* [PROMPT A]: According to the page on cached models, what should you do if your model is private and not hosted on Hugging Face?
* [PROMPT B]: From the page on cached models, reproduce the passage starting at "Why use cached" and ending at "for large models.".

* [SELECTED EXTRACT]:
Skip to main content
Cached models are currently in beta. Join our Discord if you’d like to provide feedback.
Enabling cached models on your Serverless endpoint can reduce cold start times to just a few seconds and dramatically reduce the cost for loading large models.

Why use cached models?

  • Faster cold starts: A “cold start” refers to the delay between when a request is received by an endpoint with no running workers and when a worker is fully “warmed up” and ready to handle the request. Using cached models can reduce cold start times to just a few seconds, even for large models.
  • Reduced costs: You aren’t billed for worker time while your model is being downloaded. This is especially impactful for large models that can take several minutes to load.
  • Accelerated deployment: You can deploy cached models instantly without waiting for external downloads or transfers.
  • Smaller container images: By decoupling models from your container image, you can create smaller, more focused images that contain only your application logic.
  • Shared across workers: Multiple workers running on the same host machine can reference the same cached model, eliminating redundant downloads and saving disk space.

Cached model compatibility

Cached models work with any model hosted on Hugging Face, including:
  • Public models: Any publicly available model on Hugging Face.
  • Gated models: Models that require you to accept terms (provide a Hugging Face access token).
  • Private models: Private models your Hugging Face token has access to.
Cached models aren’t suitable if your model is private and not hosted on Hugging Face. In that case, bake it into your Docker image instead.

How it works

When you select a cached model for your endpoint, Runpod automatically tries to start your workers on hosts that already contain the selected model. If no cached host machines are available, the system delays starting your workers until the model is downloaded onto the machine where your workers will run, ensuring you still won’t be charged for the download time.

* [RECORDED DATA]:
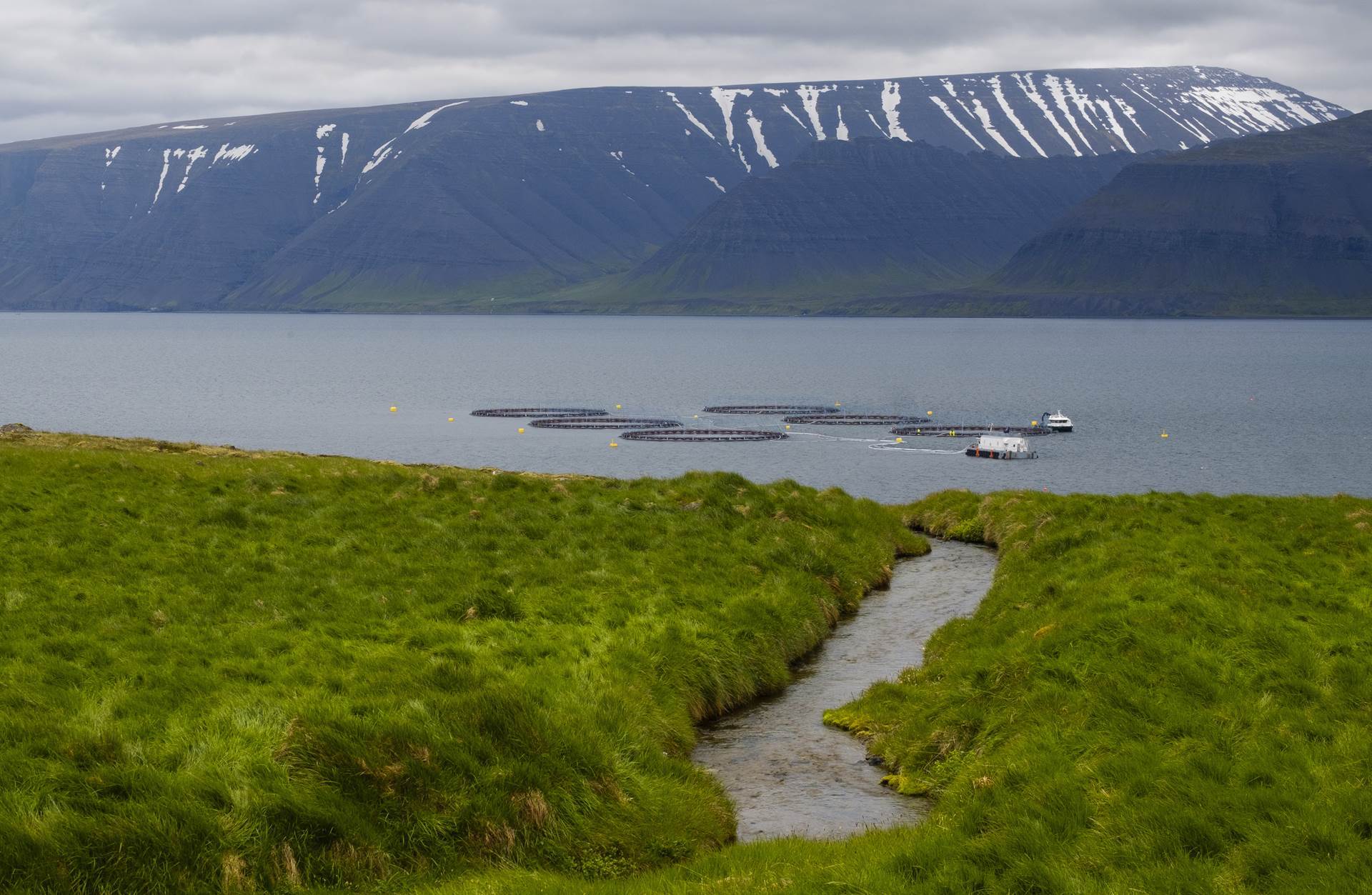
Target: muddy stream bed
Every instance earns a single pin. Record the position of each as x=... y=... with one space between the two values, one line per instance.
x=792 y=776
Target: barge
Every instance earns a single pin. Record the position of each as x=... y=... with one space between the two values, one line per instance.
x=1002 y=449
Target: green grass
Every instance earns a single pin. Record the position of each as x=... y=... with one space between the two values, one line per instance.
x=1160 y=694
x=234 y=672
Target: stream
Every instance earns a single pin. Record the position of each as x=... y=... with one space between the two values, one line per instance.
x=792 y=776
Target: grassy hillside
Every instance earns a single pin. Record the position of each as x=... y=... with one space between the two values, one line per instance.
x=1160 y=694
x=262 y=672
x=234 y=672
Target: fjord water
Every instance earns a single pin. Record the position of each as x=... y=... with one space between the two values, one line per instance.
x=785 y=771
x=1249 y=406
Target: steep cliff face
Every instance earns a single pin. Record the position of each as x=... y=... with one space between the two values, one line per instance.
x=446 y=203
x=868 y=219
x=1278 y=224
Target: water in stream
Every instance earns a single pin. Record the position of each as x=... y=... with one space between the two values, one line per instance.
x=792 y=776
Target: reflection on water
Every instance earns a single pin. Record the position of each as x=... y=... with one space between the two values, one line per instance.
x=790 y=775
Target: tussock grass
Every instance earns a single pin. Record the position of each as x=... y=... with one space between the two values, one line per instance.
x=232 y=672
x=1160 y=694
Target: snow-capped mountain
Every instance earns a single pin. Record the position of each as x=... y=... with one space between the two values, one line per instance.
x=437 y=204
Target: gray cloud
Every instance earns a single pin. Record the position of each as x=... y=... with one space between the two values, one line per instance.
x=88 y=65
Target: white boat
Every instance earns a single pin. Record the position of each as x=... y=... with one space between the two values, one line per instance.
x=1057 y=422
x=1002 y=449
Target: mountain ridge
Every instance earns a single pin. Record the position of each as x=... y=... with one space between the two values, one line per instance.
x=438 y=204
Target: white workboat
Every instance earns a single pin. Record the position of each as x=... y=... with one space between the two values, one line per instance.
x=1002 y=449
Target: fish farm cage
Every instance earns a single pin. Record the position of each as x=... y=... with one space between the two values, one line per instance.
x=604 y=422
x=957 y=431
x=765 y=410
x=702 y=435
x=545 y=413
x=851 y=420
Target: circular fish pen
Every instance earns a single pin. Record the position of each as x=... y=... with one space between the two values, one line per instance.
x=953 y=431
x=547 y=413
x=765 y=410
x=702 y=435
x=850 y=420
x=604 y=422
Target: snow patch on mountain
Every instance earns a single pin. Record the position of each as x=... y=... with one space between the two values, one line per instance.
x=891 y=104
x=756 y=126
x=689 y=116
x=427 y=117
x=725 y=99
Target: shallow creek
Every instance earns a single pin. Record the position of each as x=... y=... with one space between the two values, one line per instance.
x=790 y=775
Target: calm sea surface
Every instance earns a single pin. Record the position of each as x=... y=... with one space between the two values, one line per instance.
x=1253 y=406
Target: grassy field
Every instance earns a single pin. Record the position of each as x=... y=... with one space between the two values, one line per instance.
x=232 y=672
x=1160 y=694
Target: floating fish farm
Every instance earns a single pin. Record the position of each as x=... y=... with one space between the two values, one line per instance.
x=703 y=435
x=958 y=431
x=604 y=422
x=672 y=429
x=548 y=413
x=850 y=420
x=765 y=410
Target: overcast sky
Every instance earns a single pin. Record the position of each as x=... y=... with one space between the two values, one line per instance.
x=70 y=66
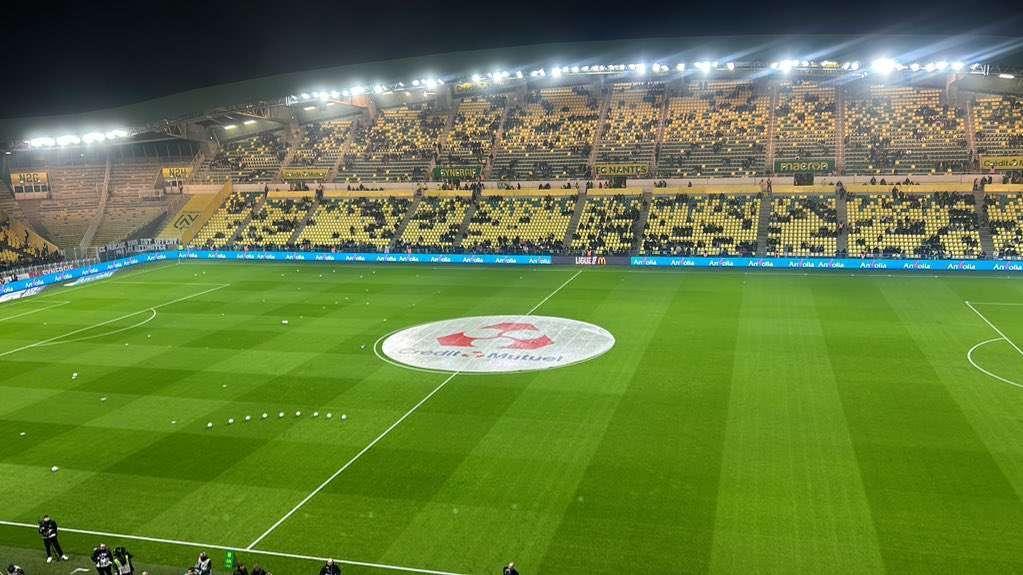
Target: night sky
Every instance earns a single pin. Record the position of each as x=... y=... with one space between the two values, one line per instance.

* [EXERCISE OUTPUT A]: Bake the model into your Docker image.

* [EXERCISE OUTPUT B]:
Why use cached models?

  • Faster cold starts: A “cold start” refers to the delay between when a request is received by an endpoint with no running workers and when a worker is fully “warmed up” and ready to handle the request. Using cached models can reduce cold start times to just a few seconds, even for large models.